▸ What you should do
Please convert the records below into a two-column CSV with the headers "text" and "answer," giving each record its own row. Wrap every field in double quotes and replace any line breaks with spaces.

▸ Information shown
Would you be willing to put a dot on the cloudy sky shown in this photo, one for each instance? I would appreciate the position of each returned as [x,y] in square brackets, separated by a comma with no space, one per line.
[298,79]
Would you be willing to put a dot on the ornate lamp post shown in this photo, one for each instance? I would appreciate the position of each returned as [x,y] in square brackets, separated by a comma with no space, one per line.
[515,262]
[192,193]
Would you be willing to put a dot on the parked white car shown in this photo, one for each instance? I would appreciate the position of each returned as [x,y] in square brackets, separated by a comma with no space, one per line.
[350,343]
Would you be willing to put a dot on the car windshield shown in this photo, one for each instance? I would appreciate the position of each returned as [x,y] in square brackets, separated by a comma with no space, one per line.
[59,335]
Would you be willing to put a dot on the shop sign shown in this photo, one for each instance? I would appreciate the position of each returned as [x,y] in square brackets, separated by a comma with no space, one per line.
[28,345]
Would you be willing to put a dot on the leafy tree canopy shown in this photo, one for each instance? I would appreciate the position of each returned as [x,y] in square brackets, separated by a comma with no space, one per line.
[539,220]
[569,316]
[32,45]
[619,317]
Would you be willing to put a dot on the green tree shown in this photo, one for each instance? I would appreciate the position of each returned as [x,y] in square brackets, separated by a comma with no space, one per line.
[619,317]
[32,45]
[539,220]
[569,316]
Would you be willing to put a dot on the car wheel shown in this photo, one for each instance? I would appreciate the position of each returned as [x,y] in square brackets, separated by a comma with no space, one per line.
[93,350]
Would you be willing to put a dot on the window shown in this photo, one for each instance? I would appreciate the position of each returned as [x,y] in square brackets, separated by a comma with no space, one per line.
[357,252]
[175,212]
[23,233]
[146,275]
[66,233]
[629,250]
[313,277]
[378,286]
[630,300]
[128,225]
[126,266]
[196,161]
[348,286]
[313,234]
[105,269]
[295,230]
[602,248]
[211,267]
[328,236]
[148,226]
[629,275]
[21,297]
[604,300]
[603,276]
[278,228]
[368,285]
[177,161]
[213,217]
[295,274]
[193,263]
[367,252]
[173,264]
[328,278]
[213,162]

▸ Solution
text,answer
"Would you be willing to put a dot on the cloudy sky shown in this photo, one for each instance? I would appreciate the position of each returned as [x,y] in square brackets, separated by a comma with no space, one per line.","[298,79]"
"Would you be willing to put a dot on the ornate lamp post shown in this photo, one for each instance? I would appreciate the position of each returned as [x,y] in square brackets, separated by a comma with no space, one per line.","[515,262] [192,193]"
"Would you be willing to put a dot on the parked white car shown in this photo, one for each instance? I would appreciate the position of each returned as [x,y] in square brackets, separated by a comma with no space, one per line.","[350,343]"
"Would you be willing to put a dot on the car windshield shown in this photo, one for each instance? I would appreciate the position of each returned as [x,y] in square brackets, separated by a comma with no space, one per line.","[59,335]"
"Would you be willing to put a dot on the shop sign shown in this photo, one for each instance? I would appreciate the position of each returned as [x,y] in square brackets, separated by a comma with no space, one per line.","[28,345]"
"Would you be willing to put a dot on the leafy tree canopy shown in this photo, one for each instance? I would appreciate the position of each returned as [x,y] in square brackets, separated by a comma with no space, one per line.","[539,220] [569,316] [32,45] [619,317]"
"Would you be willing to put a dot on the green tree shown in this photo, one for each instance? I would appreciate the position of each returned as [x,y] in square brackets, separated by a comma with no space, one per line.","[619,317] [32,45] [539,220] [569,316]"
"Would you be willing to put a dot on the car wheel shown in this photo, one for each instance? I would appreciate the position of each returned as [x,y] in square brackets, separated by a comma with no space, one per line.","[93,350]"
"Would you be willing to put a dot on the window shown in this photo, one for each instance? I would appreciate the position of each returned as [x,y] in square brackets, separated by a comma with no space, one per line.","[357,252] [175,212] [23,233] [146,275] [66,233] [629,250] [313,277] [378,286] [630,300] [128,225] [126,266] [196,161] [348,286] [313,234] [105,269] [295,230] [602,248] [211,267] [328,236] [148,226] [629,275] [21,297] [604,300] [603,276] [278,228] [368,285] [177,161] [213,217] [295,274] [193,263] [367,252] [173,264] [328,278] [213,162]"